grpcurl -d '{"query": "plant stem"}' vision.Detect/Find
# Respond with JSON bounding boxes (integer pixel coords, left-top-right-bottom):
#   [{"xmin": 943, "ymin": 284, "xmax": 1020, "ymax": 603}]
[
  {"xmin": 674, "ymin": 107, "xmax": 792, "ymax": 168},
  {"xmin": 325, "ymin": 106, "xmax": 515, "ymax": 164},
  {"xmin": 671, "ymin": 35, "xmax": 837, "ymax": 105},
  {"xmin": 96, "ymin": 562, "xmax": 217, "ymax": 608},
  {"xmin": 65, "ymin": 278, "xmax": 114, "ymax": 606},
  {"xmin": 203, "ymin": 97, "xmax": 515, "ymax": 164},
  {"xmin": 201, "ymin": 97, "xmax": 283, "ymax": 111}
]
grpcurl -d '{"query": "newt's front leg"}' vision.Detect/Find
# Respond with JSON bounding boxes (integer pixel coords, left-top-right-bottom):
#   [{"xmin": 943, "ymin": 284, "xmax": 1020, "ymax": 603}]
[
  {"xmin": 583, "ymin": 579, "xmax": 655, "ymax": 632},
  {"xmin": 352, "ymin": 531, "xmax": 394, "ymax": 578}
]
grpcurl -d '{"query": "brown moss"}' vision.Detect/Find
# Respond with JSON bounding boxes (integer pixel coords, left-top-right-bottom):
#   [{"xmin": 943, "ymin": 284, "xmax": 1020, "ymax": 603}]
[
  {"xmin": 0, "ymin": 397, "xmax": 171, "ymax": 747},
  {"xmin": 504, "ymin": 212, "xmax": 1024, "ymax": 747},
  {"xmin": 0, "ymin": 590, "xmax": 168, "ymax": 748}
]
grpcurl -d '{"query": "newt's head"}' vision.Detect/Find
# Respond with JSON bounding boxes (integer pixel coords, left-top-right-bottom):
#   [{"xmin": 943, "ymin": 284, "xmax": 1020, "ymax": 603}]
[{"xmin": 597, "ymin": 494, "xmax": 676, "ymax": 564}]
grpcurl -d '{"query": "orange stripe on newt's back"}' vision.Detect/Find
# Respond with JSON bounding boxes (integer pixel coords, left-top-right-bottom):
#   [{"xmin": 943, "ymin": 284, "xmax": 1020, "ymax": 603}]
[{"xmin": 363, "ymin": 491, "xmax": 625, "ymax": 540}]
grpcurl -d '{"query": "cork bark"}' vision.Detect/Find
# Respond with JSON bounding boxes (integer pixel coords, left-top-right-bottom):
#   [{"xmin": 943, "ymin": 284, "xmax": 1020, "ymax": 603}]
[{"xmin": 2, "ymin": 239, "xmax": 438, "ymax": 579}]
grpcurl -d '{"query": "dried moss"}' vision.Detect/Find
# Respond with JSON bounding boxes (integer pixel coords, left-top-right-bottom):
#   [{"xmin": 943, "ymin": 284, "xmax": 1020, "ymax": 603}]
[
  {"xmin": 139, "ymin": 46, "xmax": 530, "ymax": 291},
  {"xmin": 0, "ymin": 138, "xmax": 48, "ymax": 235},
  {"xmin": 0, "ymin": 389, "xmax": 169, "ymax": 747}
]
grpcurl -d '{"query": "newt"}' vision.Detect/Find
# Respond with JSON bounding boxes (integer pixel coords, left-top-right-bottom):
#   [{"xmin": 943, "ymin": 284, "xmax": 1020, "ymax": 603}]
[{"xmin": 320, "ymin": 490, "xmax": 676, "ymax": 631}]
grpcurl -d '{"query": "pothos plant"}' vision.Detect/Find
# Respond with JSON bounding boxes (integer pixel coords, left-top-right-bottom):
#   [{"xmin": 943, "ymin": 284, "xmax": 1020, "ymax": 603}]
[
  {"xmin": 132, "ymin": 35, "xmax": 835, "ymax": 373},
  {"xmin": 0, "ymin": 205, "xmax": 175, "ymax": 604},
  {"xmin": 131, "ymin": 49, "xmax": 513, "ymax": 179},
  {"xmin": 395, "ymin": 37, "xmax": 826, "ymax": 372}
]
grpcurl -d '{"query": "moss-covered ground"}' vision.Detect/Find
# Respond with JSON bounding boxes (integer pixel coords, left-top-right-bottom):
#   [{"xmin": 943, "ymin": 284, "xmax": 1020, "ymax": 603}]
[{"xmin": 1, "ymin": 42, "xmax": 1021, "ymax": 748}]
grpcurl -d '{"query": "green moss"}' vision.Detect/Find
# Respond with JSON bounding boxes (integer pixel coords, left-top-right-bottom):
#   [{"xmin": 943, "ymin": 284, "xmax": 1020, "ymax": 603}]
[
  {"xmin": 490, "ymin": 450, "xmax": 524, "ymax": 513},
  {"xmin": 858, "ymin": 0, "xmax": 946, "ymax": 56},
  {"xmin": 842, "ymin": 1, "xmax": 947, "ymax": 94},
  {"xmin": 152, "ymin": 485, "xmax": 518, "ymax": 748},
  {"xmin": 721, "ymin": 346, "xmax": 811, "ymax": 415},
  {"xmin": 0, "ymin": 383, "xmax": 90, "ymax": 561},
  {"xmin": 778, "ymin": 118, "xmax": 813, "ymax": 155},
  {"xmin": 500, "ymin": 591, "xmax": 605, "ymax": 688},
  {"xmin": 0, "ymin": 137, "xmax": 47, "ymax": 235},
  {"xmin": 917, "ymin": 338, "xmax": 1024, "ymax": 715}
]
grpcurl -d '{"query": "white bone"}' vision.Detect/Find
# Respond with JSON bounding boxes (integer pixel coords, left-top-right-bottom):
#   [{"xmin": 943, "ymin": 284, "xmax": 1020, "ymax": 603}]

------------------------------------------------

Retype the records that precede this task, keeping them exactly the same.

grpcurl -d '{"query": "plant stem"}' vision.Detect/Find
# Respond with JSON bounding boxes (integer pixel coords, left-top-right-bottom):
#   [{"xmin": 943, "ymin": 284, "xmax": 1020, "ymax": 603}]
[
  {"xmin": 674, "ymin": 107, "xmax": 792, "ymax": 168},
  {"xmin": 325, "ymin": 106, "xmax": 515, "ymax": 164},
  {"xmin": 671, "ymin": 35, "xmax": 837, "ymax": 105},
  {"xmin": 96, "ymin": 562, "xmax": 217, "ymax": 608},
  {"xmin": 65, "ymin": 278, "xmax": 114, "ymax": 606},
  {"xmin": 203, "ymin": 97, "xmax": 515, "ymax": 164},
  {"xmin": 201, "ymin": 97, "xmax": 283, "ymax": 111}
]
grpcurl -d '{"query": "newt's front leg"}' vision.Detect/Find
# Respond with JSON bounding boxes (integer pixel coords, left-top-right-bottom):
#   [{"xmin": 943, "ymin": 284, "xmax": 1020, "ymax": 603}]
[
  {"xmin": 583, "ymin": 579, "xmax": 655, "ymax": 632},
  {"xmin": 352, "ymin": 531, "xmax": 394, "ymax": 578}
]
grpcurl -d '{"query": "brown moss"}' vision.Detect/Find
# Respond with JSON bounding boxes (integer pixel coords, left-top-right-bottom):
#   [{"xmin": 943, "ymin": 284, "xmax": 1020, "ymax": 603}]
[
  {"xmin": 0, "ymin": 397, "xmax": 171, "ymax": 747},
  {"xmin": 504, "ymin": 212, "xmax": 1024, "ymax": 747},
  {"xmin": 0, "ymin": 590, "xmax": 168, "ymax": 748}
]
grpcurl -d '{"query": "newt's head"}' vision.Detect/Find
# Respond with JSON bounding boxes (integer pixel coords, left-top-right-bottom):
#   [{"xmin": 943, "ymin": 284, "xmax": 1020, "ymax": 603}]
[{"xmin": 597, "ymin": 494, "xmax": 676, "ymax": 564}]
grpcurl -d '{"query": "orange stripe on newt's back"}' vision.Detect/Find
# Respond with JSON bounding boxes (integer pixel coords, left-top-right-bottom):
#   [{"xmin": 943, "ymin": 284, "xmax": 1020, "ymax": 603}]
[{"xmin": 363, "ymin": 491, "xmax": 625, "ymax": 540}]
grpcurl -d '{"query": "cork bark"}' vision.Detect/Find
# Respond with JSON bounding boxes (integer pixel coords, left-top-right-bottom):
#   [{"xmin": 943, "ymin": 284, "xmax": 1020, "ymax": 603}]
[{"xmin": 2, "ymin": 239, "xmax": 438, "ymax": 579}]
grpcurl -d '{"query": "dried moss"}' vision.Detect/Find
# Respond with JSON bounding boxes (integer pixel coords, left-top-right-bottom):
#   [{"xmin": 943, "ymin": 284, "xmax": 1020, "ymax": 603}]
[
  {"xmin": 139, "ymin": 46, "xmax": 530, "ymax": 291},
  {"xmin": 0, "ymin": 138, "xmax": 48, "ymax": 235},
  {"xmin": 0, "ymin": 389, "xmax": 169, "ymax": 747}
]
grpcurl -d '{"query": "newt"}' vision.Detect/Find
# Respond with JSON bounding boxes (integer pixel coords, left-top-right-bottom):
#   [{"xmin": 943, "ymin": 284, "xmax": 1020, "ymax": 603}]
[{"xmin": 320, "ymin": 490, "xmax": 676, "ymax": 631}]
grpcurl -d '{"query": "pothos plant"}' vision.Detect/Find
# Respond with JSON bounding boxes (integer pixel coords, left-top-right-bottom):
#   [{"xmin": 943, "ymin": 284, "xmax": 1020, "ymax": 603}]
[
  {"xmin": 132, "ymin": 35, "xmax": 835, "ymax": 373},
  {"xmin": 0, "ymin": 205, "xmax": 175, "ymax": 604},
  {"xmin": 131, "ymin": 49, "xmax": 513, "ymax": 179},
  {"xmin": 395, "ymin": 37, "xmax": 826, "ymax": 372}
]
grpcurl -d '{"query": "moss-covered ground"}' vision.Detect/Find
# Respond with JSON bounding boxes (integer pixel coords, left-top-right-bottom):
#   [{"xmin": 943, "ymin": 284, "xmax": 1020, "ymax": 603}]
[{"xmin": 1, "ymin": 42, "xmax": 1021, "ymax": 748}]
grpcurl -d '{"query": "green moss"}' vision.Detect/Find
# Respond with JSON bounding boxes (integer pixel coords, left-top-right-bottom):
#   [{"xmin": 943, "ymin": 284, "xmax": 1020, "ymax": 603}]
[
  {"xmin": 490, "ymin": 450, "xmax": 524, "ymax": 513},
  {"xmin": 858, "ymin": 0, "xmax": 946, "ymax": 56},
  {"xmin": 842, "ymin": 1, "xmax": 947, "ymax": 94},
  {"xmin": 152, "ymin": 485, "xmax": 518, "ymax": 748},
  {"xmin": 721, "ymin": 346, "xmax": 811, "ymax": 415},
  {"xmin": 0, "ymin": 383, "xmax": 90, "ymax": 561},
  {"xmin": 778, "ymin": 118, "xmax": 813, "ymax": 155},
  {"xmin": 500, "ymin": 591, "xmax": 605, "ymax": 688},
  {"xmin": 0, "ymin": 137, "xmax": 47, "ymax": 235},
  {"xmin": 917, "ymin": 338, "xmax": 1024, "ymax": 715}
]
grpcurl -d '{"query": "white bone"}' vision.Detect/Find
# Respond with JSON bounding boxes (integer pixel coords, left-top-right-bottom):
#   [{"xmin": 943, "ymin": 284, "xmax": 1020, "ymax": 603}]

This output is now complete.